▸ Task statement: Return every line of the records that contains the string "positive", copying each line in full.

** Data extract follows **

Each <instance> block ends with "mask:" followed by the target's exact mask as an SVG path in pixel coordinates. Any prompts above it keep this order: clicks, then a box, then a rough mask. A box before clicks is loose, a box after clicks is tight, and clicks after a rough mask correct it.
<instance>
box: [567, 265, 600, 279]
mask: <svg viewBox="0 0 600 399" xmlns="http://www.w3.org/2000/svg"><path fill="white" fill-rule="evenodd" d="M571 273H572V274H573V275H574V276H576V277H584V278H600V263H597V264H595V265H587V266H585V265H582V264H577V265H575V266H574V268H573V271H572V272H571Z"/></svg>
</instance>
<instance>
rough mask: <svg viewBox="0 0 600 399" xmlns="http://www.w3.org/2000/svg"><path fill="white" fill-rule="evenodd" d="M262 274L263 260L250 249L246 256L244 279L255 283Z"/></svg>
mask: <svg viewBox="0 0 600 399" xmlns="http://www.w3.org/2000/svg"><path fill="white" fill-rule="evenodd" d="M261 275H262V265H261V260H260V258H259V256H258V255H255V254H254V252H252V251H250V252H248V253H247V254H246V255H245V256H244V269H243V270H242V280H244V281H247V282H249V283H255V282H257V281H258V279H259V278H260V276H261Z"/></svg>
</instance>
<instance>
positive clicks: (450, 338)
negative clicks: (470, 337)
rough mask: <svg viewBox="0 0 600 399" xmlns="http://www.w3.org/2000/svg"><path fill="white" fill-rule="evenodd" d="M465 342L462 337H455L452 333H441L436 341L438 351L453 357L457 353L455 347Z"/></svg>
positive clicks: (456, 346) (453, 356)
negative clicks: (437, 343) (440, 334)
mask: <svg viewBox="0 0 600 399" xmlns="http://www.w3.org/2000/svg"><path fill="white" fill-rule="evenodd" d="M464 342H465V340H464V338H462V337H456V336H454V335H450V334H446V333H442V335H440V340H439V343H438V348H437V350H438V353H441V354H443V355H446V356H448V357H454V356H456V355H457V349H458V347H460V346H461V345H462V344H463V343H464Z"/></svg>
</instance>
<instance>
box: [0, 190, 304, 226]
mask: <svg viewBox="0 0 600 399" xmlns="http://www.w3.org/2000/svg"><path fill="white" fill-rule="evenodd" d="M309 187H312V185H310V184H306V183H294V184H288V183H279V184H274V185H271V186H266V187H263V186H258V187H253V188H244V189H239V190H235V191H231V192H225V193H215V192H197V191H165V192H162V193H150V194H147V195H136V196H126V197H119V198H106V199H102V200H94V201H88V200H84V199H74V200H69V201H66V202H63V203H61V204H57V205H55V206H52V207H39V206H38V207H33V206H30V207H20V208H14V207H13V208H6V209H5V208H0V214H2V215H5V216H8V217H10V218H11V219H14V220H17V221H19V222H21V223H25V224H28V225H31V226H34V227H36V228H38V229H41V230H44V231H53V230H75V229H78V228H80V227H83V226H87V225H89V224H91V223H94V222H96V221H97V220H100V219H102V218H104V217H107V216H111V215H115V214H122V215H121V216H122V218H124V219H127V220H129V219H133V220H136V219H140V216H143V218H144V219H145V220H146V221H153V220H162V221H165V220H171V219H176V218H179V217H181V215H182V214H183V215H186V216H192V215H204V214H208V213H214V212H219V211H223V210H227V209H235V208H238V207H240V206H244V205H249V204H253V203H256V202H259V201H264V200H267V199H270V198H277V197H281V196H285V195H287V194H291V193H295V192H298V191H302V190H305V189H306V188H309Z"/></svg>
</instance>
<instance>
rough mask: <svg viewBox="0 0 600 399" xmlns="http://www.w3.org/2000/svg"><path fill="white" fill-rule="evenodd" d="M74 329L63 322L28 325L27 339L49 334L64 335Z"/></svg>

** End of Data extract **

▸ Answer:
positive clicks: (450, 338)
positive clicks: (456, 346) (453, 356)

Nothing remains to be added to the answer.